------ Passage ------
Goswami Tulsidas                 1497-1623

Tukaram                                 1577–1650

Samartha Ramadas              1609-1681

Bhadrachala Ramadas        1620-1680

Sadashiva Brahmendra        17th Century*

Sri Bodhendra                                -1692*

Sridhara Ayyaval                  1635-1720*

Narayana Tirtha                   1650-1745*

Sadguru Swami  1776-1817*            

* All these in the Tanjore area!

All these great souls lived during the period of great turmoil, when Hindus faced persecution from Muslims and later Christian missionaries and it is they who saved and served the common man. None of them talked philosophy- it was merely incidental to their teaching Bhakti. It was thus Bhakti and Bhakti movement alone that saved the common people in the medieval period, and served their religious aspirations and spiritual needs.

Tyagaraja’s birth

We can now see clearly where Sri Tyagaraja belongs! And what would have been the atmosphere like in Tanjore area where he too was born . He was born in Tiruvarur on 4 May 1767 ( very easy to remember: 4-5-67). By that time Bhakti movement had taken root. The songs of Purandaradasa and the story of Bhadrachala Ramadas were already well known in orthodox circles. Tyagaraja combined with it the ideals of Narada and the elements of Vedanta. His own experience of worship of Ishtadevata through mantra japa, puja and Kirtana provided an excellent model. Singing  with the mouth and thinking in the mind, we can burn  away all sins, declared Andal in 9th century:”:vaayinal paadi manadinaal sindikka poya pizhaiyum pukutaruvan ninranavum teeyinil toosakum”. [“வாயினால் பாடி மனதினால் சிந்திக்க, போய பிழையும் புகுதருவான் நின்றனவும் தீயில் தூசாகும்“] 

 “Dhyayan stuvan namasyancha”, declares Vishnu Sahasranama. Tyagaraja combined all this  with “Sankirtya Narayana Sabdha matram” so  that we may get rid of our suffering and attain sukham! It is a great privilege and fortune to be able to study Sri Tyagaraja Sahitya!.

Note:

  1. Orthodox circles tend to deify holy figures, and neglect socio-cultural history, and the politico-economic environment. In writing biographies of even recent figures, they focus on the unusual and the miraculous aspects. This has happened in the case of Sri Tyagraja also. These books do not cover the social history of the period, or the economic conditions of the society then. When we understand how unsettled the conditions were then, we will be able to appreciate better the role and contribution of Tyagaraja. He was not just music composer or bhajan singer. One invaluable resource here is: William J.Jackson: Tyagaraja-Life and Lyrics, OUP, 1991. See also his Tyagaraja and the Renewal of Tradition, Motilal Banarsidass,1994.
  • Hindu concept of dharma is so unique; there being no central religious authority to enforce it, it depends on the Kshatriya power for its very survival. Swami Vivekananda was an admirer of Buddha personally, but has pointed out that after his advent, Kshatriyas declined in India and when the Muslim invasions took place, there was no strong Kshatriya resistance. Sri Aurobindo  agreed with this and also added that Sankara’s Mayavada also contributed to this, since it drew people away from this world. People became tamasic in the name of Satvik.
------ Recorded data ------
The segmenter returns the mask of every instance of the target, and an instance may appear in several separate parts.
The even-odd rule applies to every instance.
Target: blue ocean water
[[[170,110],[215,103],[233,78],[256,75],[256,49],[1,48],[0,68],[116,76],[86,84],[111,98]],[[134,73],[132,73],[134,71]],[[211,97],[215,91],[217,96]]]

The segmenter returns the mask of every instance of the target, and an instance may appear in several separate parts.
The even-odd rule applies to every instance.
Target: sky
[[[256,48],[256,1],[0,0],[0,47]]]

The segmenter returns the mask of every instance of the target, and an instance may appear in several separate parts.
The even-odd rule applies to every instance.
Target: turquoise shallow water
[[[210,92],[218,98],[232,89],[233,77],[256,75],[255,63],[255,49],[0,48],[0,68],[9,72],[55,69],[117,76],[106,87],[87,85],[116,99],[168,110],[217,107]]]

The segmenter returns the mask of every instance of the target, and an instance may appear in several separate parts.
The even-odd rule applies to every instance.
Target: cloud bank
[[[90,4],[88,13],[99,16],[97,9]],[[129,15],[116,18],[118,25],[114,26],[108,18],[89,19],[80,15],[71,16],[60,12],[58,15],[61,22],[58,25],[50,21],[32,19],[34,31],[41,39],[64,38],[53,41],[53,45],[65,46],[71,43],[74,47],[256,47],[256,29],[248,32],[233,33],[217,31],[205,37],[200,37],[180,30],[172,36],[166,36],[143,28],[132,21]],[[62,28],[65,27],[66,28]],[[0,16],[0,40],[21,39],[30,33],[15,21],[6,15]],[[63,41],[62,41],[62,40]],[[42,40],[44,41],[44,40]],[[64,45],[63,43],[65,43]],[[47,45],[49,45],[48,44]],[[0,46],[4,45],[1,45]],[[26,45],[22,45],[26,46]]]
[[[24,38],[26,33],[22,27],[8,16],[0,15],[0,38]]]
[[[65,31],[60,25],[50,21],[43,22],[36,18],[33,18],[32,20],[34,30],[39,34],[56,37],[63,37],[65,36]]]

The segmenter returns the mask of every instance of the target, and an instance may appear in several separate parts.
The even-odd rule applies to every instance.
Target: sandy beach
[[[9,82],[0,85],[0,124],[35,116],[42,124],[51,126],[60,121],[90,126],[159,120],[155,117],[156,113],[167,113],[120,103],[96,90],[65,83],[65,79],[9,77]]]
------
_What is asked_
1. Could you reproduce the Tyagaraja passage word for word, beginning at "Sridhara Ayyaval                  1635-1720*" and stopping after "and spiritual needs."?
2. Does the Tyagaraja passage support each statement below? Answer yes or no for each, and quote the deciding words. (a) Tyagaraja was born in Tiruvarur. (b) The great souls named in the list talked philosophy. (c) Andal made her declaration about singing and thinking in the 12th century.
Rely on the Tyagaraja passage alone, not the listing.

_Answers provided_
1.
Sridhara Ayyaval                  1635-1720*

Narayana Tirtha                   1650-1745*

Sadguru Swami  1776-1817*            

* All these in the Tanjore area!

All these great souls lived during the period of great turmoil, when Hindus faced persecution from Muslims and later Christian missionaries and it is they who saved and served the common man. None of them talked philosophy- it was merely incidental to their teaching Bhakti. It was thus Bhakti and Bhakti movement alone that saved the common people in the medieval period, and served their religious aspirations and spiritual needs.

2.
(a) Yes: "He was born in Tiruvarur on 4 May 1767"
(b) No: "None of them talked philosophy"
(c) No: "declared Andal in 9th century"